### YOUR OBJECTIVE
Look for the line containing "Can you spot the riverside" in the listing below. Retype that line and every subsequent line through the last one, and only those.

### Photo object pointing records
>> begin

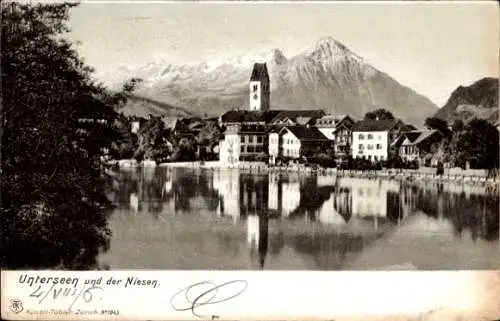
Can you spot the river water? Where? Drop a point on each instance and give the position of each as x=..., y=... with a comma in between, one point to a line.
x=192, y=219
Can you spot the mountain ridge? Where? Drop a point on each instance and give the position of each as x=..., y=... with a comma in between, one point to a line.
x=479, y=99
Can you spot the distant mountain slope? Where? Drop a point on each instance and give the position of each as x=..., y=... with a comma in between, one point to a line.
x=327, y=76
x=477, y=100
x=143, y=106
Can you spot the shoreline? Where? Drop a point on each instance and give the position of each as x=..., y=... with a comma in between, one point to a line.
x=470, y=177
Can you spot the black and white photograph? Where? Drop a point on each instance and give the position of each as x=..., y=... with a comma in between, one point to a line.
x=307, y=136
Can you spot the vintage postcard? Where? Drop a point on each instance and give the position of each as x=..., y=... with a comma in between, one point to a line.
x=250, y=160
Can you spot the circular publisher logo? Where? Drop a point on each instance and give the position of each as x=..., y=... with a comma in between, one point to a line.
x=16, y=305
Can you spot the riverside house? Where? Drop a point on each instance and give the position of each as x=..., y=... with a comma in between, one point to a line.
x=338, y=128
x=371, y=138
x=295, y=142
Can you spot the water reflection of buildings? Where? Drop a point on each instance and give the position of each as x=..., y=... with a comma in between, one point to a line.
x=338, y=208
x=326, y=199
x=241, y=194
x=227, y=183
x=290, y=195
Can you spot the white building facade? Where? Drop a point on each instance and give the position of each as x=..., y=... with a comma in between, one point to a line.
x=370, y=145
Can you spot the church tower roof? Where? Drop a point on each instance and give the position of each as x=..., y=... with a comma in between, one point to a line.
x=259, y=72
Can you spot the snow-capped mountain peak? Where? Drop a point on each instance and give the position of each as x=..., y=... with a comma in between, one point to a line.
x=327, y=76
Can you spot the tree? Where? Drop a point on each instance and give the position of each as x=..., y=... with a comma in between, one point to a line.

>> end

### EXERCISE ANSWER
Can you spot the riverside house? Where? Drop a point on each instance and give the position of each as x=..., y=... with a comma in between, one point to a line.
x=338, y=128
x=371, y=138
x=295, y=142
Can you spot the water reflection of buildings? Where? Drop a point on each instance and give the position of each as x=..., y=... with a comma in between, one point to a line.
x=338, y=208
x=326, y=199
x=241, y=194
x=227, y=183
x=290, y=195
Can you spot the white building facade? Where? Drop a point on each instance and give the position of each as x=..., y=... with a comma in between, one point to a line.
x=370, y=145
Can you spot the church tower roof? Where? Drop a point on each instance and give the position of each as x=..., y=... with a comma in between, one point to a line.
x=259, y=72
Can you spot the snow-capped mountain peak? Where? Drop a point on each instance and give the position of each as x=..., y=... with a comma in between, one point to a line.
x=327, y=76
Can you spot the tree? Where? Drop a point on each instance and give the position of each as x=..., y=... with a comma in between, one point to a line.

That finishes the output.